(Annotation data for object locations)
::::
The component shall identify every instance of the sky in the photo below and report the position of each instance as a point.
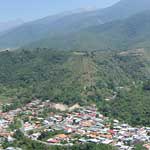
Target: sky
(28, 10)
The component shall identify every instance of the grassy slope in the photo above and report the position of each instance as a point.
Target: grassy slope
(83, 77)
(128, 33)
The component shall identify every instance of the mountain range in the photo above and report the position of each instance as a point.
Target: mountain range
(10, 24)
(54, 31)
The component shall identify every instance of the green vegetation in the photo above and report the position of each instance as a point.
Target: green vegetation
(27, 144)
(122, 78)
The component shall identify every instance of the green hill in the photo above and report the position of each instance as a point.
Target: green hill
(64, 24)
(83, 77)
(132, 32)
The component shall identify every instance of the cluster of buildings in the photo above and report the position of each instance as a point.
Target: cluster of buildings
(81, 125)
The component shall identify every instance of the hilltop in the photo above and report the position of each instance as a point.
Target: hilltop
(68, 23)
(114, 80)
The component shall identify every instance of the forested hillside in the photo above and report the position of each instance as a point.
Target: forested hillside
(132, 32)
(47, 28)
(115, 80)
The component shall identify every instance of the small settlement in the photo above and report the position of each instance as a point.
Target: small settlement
(81, 125)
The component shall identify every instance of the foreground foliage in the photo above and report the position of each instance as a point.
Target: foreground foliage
(121, 78)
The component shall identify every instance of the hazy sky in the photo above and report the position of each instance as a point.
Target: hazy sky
(34, 9)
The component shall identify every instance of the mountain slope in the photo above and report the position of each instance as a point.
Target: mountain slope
(64, 24)
(79, 77)
(10, 24)
(123, 34)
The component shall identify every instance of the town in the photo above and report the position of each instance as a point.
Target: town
(41, 122)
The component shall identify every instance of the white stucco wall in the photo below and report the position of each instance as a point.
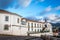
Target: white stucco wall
(12, 21)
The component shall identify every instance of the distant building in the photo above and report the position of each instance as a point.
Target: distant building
(14, 24)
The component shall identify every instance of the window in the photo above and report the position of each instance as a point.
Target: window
(6, 27)
(6, 18)
(18, 20)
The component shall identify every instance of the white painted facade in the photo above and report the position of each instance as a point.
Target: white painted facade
(21, 29)
(14, 26)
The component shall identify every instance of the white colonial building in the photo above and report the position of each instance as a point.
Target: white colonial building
(14, 24)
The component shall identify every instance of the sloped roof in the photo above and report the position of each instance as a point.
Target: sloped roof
(7, 12)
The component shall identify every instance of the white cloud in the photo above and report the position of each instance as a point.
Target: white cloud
(52, 16)
(24, 3)
(48, 9)
(57, 8)
(41, 0)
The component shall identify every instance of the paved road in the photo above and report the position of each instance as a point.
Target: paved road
(19, 38)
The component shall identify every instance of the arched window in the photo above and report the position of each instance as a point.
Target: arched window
(6, 27)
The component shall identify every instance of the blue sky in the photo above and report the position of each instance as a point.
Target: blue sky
(36, 8)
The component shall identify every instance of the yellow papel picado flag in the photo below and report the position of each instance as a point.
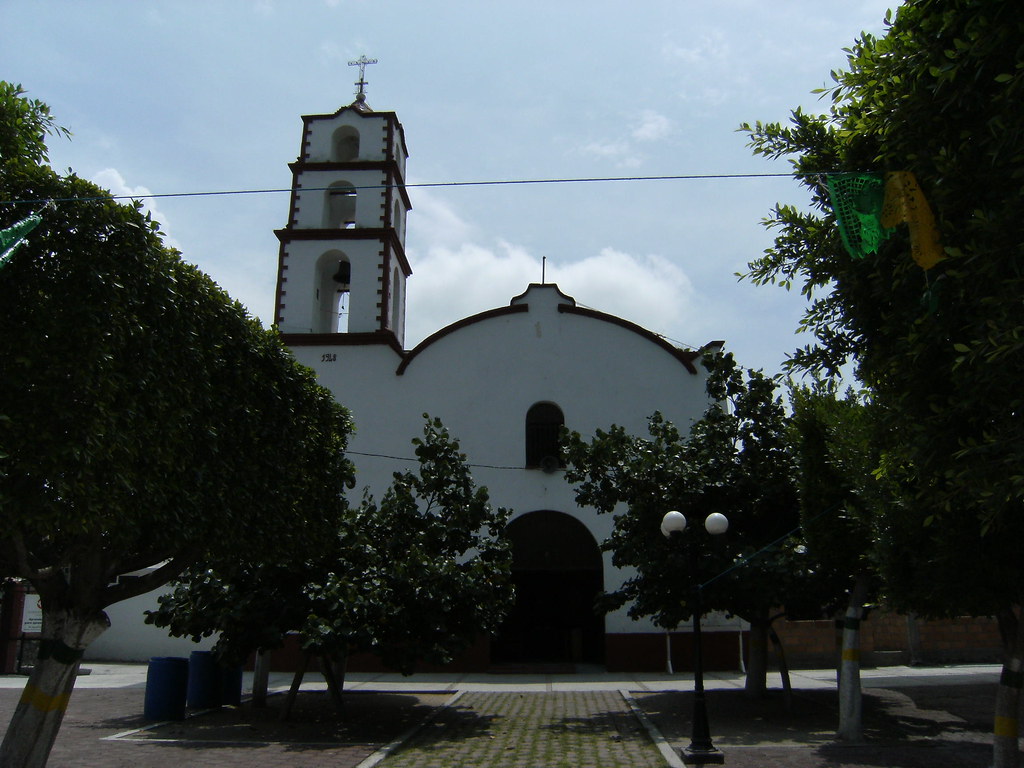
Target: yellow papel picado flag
(904, 203)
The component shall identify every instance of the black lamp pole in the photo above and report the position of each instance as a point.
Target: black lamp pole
(700, 751)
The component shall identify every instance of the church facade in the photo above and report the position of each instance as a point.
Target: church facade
(503, 382)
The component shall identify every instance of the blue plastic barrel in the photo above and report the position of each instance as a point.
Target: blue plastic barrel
(166, 684)
(204, 680)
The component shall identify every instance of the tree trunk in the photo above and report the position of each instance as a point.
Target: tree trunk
(37, 719)
(851, 726)
(783, 667)
(756, 683)
(1008, 697)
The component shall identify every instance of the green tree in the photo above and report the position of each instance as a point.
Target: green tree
(419, 577)
(736, 460)
(146, 422)
(841, 499)
(939, 348)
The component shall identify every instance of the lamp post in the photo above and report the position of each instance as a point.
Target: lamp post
(700, 751)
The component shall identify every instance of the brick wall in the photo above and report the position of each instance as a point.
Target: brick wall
(886, 638)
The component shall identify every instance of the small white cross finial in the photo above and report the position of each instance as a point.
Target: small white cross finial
(361, 62)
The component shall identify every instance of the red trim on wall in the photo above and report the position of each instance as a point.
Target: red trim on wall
(455, 327)
(686, 356)
(344, 340)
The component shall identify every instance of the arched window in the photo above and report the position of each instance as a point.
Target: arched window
(339, 207)
(544, 422)
(333, 292)
(345, 144)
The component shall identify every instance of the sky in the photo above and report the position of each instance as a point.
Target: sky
(199, 96)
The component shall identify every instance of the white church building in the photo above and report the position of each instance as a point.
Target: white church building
(503, 382)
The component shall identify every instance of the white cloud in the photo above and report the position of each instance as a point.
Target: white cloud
(453, 283)
(647, 126)
(647, 290)
(652, 126)
(621, 153)
(456, 275)
(434, 221)
(709, 49)
(111, 178)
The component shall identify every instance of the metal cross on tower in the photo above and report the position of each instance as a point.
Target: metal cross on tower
(361, 62)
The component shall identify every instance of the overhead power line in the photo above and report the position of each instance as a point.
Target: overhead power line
(425, 184)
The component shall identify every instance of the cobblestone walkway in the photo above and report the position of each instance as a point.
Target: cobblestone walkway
(512, 730)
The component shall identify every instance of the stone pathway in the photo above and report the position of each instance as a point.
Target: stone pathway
(525, 730)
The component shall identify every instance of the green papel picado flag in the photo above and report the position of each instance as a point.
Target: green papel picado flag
(14, 236)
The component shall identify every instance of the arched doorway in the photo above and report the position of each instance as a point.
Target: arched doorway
(557, 571)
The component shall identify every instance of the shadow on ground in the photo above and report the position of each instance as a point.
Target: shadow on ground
(908, 727)
(367, 719)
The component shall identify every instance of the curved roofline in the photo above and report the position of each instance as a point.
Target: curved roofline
(471, 320)
(686, 356)
(531, 286)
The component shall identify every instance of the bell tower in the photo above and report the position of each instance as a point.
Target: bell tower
(342, 265)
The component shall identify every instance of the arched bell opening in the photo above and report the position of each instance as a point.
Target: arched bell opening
(339, 206)
(334, 288)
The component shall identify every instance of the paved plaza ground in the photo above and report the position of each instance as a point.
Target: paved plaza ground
(913, 717)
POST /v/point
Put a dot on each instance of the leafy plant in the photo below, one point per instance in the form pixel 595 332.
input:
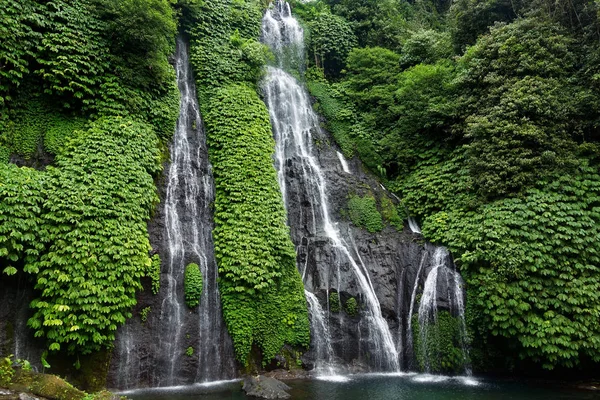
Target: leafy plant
pixel 351 307
pixel 155 273
pixel 6 370
pixel 364 214
pixel 144 314
pixel 189 351
pixel 334 302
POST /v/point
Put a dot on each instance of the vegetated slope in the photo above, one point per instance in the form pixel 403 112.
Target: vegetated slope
pixel 87 83
pixel 484 117
pixel 261 290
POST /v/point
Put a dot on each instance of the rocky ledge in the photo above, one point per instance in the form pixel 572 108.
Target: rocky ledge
pixel 265 387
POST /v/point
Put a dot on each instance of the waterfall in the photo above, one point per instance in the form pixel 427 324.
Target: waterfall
pixel 294 122
pixel 187 234
pixel 442 265
pixel 343 162
pixel 321 338
pixel 412 224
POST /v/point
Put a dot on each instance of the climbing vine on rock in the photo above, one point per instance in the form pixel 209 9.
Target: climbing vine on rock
pixel 261 290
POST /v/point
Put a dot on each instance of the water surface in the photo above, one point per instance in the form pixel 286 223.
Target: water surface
pixel 384 387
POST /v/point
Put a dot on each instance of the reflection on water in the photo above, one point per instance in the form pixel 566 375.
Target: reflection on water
pixel 397 386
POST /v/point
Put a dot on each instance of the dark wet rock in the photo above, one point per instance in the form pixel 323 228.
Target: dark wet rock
pixel 284 374
pixel 25 396
pixel 265 387
pixel 392 258
pixel 47 386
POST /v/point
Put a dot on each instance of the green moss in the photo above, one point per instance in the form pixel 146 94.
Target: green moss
pixel 441 352
pixel 155 273
pixel 389 212
pixel 144 314
pixel 192 285
pixel 261 290
pixel 334 302
pixel 47 386
pixel 351 307
pixel 364 214
pixel 4 154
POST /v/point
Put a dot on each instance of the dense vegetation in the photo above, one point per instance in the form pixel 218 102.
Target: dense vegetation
pixel 484 116
pixel 261 289
pixel 86 88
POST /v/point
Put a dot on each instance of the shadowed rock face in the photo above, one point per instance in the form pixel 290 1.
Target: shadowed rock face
pixel 392 258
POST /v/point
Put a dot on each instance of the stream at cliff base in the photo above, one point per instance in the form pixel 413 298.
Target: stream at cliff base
pixel 383 387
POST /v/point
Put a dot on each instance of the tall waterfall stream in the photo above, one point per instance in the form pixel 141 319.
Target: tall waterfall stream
pixel 174 328
pixel 293 121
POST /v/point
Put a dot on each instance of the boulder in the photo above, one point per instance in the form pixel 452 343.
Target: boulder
pixel 265 387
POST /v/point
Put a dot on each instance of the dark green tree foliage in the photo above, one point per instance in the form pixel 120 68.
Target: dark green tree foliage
pixel 472 18
pixel 517 89
pixel 20 22
pixel 20 203
pixel 93 223
pixel 441 352
pixel 261 290
pixel 363 213
pixel 225 45
pixel 71 52
pixel 331 39
pixel 533 263
pixel 376 23
pixel 425 46
pixel 193 285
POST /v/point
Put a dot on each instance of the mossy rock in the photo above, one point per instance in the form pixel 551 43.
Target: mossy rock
pixel 48 386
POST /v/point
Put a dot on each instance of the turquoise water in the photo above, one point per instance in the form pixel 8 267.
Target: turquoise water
pixel 383 387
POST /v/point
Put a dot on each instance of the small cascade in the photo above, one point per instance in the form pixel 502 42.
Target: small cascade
pixel 443 274
pixel 343 162
pixel 174 328
pixel 413 297
pixel 321 338
pixel 294 122
pixel 412 224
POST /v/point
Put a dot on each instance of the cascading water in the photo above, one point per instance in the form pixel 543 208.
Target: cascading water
pixel 188 239
pixel 441 267
pixel 293 123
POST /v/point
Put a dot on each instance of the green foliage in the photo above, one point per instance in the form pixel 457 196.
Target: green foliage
pixel 20 21
pixel 192 285
pixel 351 307
pixel 520 105
pixel 441 351
pixel 144 314
pixel 331 40
pixel 334 302
pixel 339 117
pixel 425 46
pixel 533 263
pixel 93 224
pixel 154 273
pixel 6 371
pixel 363 213
pixel 261 290
pixel 471 18
pixel 224 45
pixel 389 212
pixel 21 200
pixel 4 154
pixel 140 33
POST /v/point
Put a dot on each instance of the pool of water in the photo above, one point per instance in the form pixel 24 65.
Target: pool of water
pixel 381 387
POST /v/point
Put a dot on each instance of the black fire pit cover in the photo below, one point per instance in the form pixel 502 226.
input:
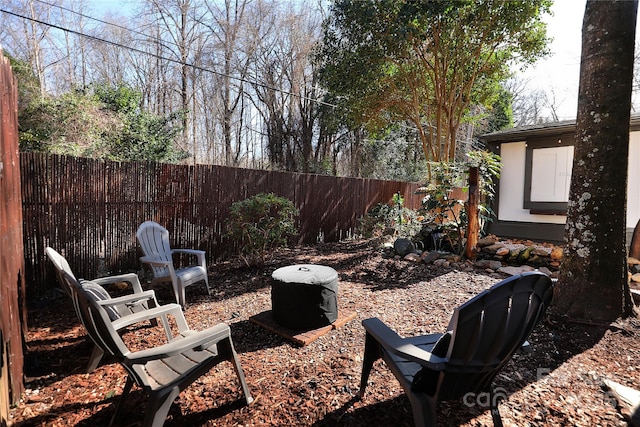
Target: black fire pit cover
pixel 304 296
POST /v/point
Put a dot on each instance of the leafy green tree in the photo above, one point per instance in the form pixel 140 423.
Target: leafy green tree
pixel 101 121
pixel 426 62
pixel 140 135
pixel 261 224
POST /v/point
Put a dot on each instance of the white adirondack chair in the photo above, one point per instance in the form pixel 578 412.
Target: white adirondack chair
pixel 123 310
pixel 154 240
pixel 165 370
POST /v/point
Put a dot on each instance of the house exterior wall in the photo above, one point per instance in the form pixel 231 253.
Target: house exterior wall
pixel 515 220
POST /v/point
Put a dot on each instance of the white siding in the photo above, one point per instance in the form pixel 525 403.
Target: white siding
pixel 510 207
pixel 633 181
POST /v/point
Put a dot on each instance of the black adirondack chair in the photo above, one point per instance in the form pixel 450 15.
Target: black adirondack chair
pixel 482 336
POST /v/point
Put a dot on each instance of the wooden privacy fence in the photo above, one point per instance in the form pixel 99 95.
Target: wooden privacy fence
pixel 89 210
pixel 13 324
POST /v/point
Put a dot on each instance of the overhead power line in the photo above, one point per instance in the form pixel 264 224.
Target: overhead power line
pixel 156 56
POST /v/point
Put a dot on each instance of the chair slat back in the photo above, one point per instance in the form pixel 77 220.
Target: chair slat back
pixel 96 320
pixel 154 240
pixel 489 328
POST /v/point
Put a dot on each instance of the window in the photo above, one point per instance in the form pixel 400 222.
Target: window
pixel 548 175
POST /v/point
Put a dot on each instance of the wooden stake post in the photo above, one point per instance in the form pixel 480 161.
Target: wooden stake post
pixel 473 227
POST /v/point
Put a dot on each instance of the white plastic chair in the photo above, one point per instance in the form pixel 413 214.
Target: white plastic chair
pixel 165 370
pixel 123 310
pixel 154 240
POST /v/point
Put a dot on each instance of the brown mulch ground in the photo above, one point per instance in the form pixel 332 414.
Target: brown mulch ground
pixel 558 383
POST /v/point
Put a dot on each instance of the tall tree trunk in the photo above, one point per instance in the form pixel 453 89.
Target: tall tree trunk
pixel 593 282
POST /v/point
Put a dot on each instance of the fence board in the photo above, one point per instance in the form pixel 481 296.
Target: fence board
pixel 89 210
pixel 13 320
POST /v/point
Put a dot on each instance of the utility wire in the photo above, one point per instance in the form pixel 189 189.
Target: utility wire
pixel 156 56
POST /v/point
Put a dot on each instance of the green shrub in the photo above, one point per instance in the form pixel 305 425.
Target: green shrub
pixel 387 220
pixel 261 224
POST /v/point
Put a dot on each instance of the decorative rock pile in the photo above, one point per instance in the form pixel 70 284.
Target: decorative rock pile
pixel 494 256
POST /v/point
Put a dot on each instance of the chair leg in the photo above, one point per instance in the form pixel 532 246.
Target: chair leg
pixel 206 282
pixel 423 407
pixel 371 354
pixel 228 352
pixel 158 407
pixel 495 412
pixel 94 359
pixel 125 393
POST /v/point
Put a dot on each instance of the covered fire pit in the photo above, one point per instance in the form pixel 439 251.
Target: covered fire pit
pixel 304 296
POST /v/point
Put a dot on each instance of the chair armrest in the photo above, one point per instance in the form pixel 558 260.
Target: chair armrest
pixel 395 344
pixel 153 313
pixel 128 277
pixel 130 299
pixel 198 341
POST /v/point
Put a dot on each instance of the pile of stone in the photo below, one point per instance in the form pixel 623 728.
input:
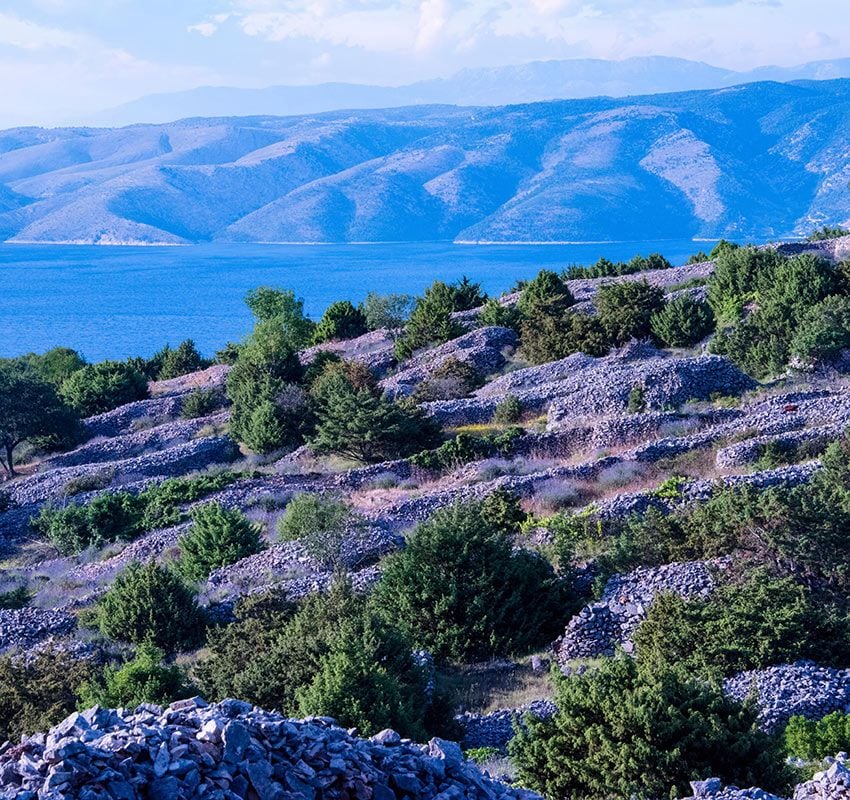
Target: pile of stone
pixel 832 783
pixel 581 386
pixel 132 416
pixel 714 789
pixel 599 628
pixel 232 750
pixel 496 729
pixel 131 445
pixel 21 629
pixel 802 689
pixel 214 377
pixel 374 349
pixel 483 349
pixel 197 454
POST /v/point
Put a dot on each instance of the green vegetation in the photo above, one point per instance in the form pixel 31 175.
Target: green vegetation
pixel 201 403
pixel 430 323
pixel 356 421
pixel 149 603
pixel 459 590
pixel 320 523
pixel 682 322
pixel 121 516
pixel 142 679
pixel 774 620
pixel 607 269
pixel 30 410
pixel 626 309
pixel 330 654
pixel 341 320
pixel 814 740
pixel 509 411
pixel 100 387
pixel 621 731
pixel 465 448
pixel 218 537
pixel 37 692
pixel 828 232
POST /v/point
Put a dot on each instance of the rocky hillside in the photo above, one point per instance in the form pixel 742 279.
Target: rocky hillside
pixel 758 160
pixel 653 527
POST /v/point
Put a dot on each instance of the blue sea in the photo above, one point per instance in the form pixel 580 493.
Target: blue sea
pixel 115 302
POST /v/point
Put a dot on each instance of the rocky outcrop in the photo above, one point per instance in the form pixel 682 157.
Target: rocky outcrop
pixel 25 627
pixel 581 386
pixel 133 416
pixel 197 454
pixel 214 377
pixel 374 349
pixel 231 749
pixel 598 629
pixel 496 729
pixel 483 349
pixel 135 444
pixel 832 783
pixel 804 689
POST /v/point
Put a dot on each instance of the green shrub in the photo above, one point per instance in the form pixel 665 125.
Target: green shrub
pixel 200 403
pixel 331 654
pixel 467 295
pixel 605 268
pixel 494 313
pixel 218 537
pixel 181 361
pixel 280 318
pixel 682 322
pixel 509 411
pixel 449 381
pixel 150 603
pixel 624 732
pixel 142 679
pixel 824 330
pixel 814 740
pixel 430 322
pixel 320 523
pixel 549 337
pixel 361 424
pixel 828 232
pixel 38 692
pixel 387 310
pixel 19 597
pixel 100 387
pixel 30 410
pixel 501 510
pixel 55 365
pixel 341 320
pixel 637 400
pixel 110 517
pixel 625 309
pixel 267 411
pixel 465 448
pixel 162 501
pixel 749 625
pixel 461 591
pixel 546 295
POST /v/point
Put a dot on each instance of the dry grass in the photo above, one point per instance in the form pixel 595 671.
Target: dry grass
pixel 483 688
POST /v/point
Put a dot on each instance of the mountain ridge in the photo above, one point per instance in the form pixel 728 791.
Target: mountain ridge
pixel 534 81
pixel 756 160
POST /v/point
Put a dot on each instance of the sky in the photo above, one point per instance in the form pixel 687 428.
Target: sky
pixel 63 59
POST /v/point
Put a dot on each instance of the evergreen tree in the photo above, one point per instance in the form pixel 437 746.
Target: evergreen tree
pixel 218 537
pixel 150 603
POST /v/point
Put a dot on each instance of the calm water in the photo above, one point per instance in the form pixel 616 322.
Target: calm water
pixel 114 302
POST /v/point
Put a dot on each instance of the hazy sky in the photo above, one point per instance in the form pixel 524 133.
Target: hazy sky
pixel 61 59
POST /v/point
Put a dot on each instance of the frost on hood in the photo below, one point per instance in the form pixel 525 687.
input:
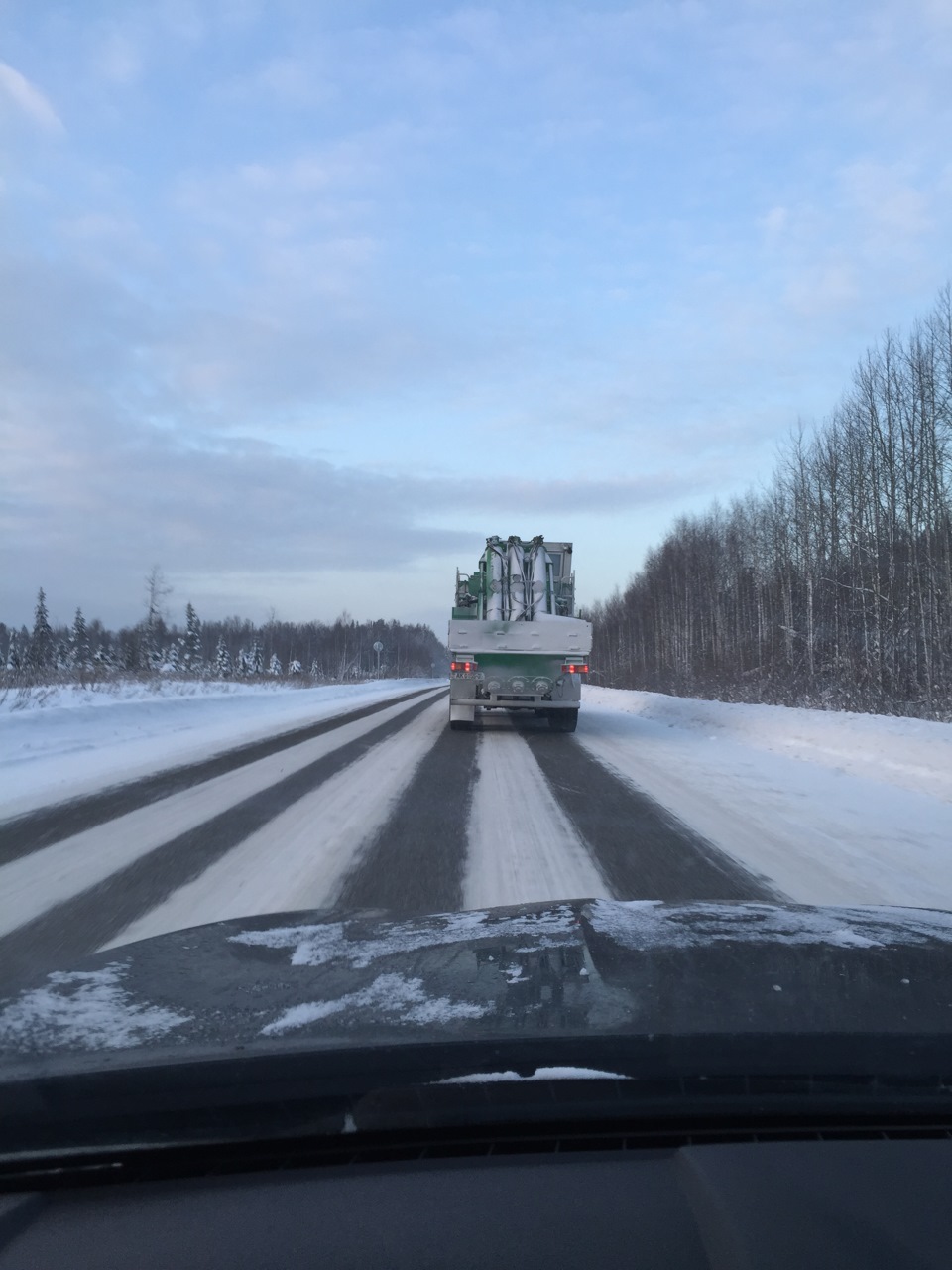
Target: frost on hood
pixel 89 1010
pixel 389 996
pixel 643 925
pixel 318 945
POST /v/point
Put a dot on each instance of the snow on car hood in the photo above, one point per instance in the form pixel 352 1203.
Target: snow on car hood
pixel 570 969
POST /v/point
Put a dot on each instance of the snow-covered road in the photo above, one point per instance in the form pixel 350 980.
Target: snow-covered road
::::
> [Objective]: Please count the lines in the listing above that contain the string "doorway". Give only the number.

> [Answer below]: 2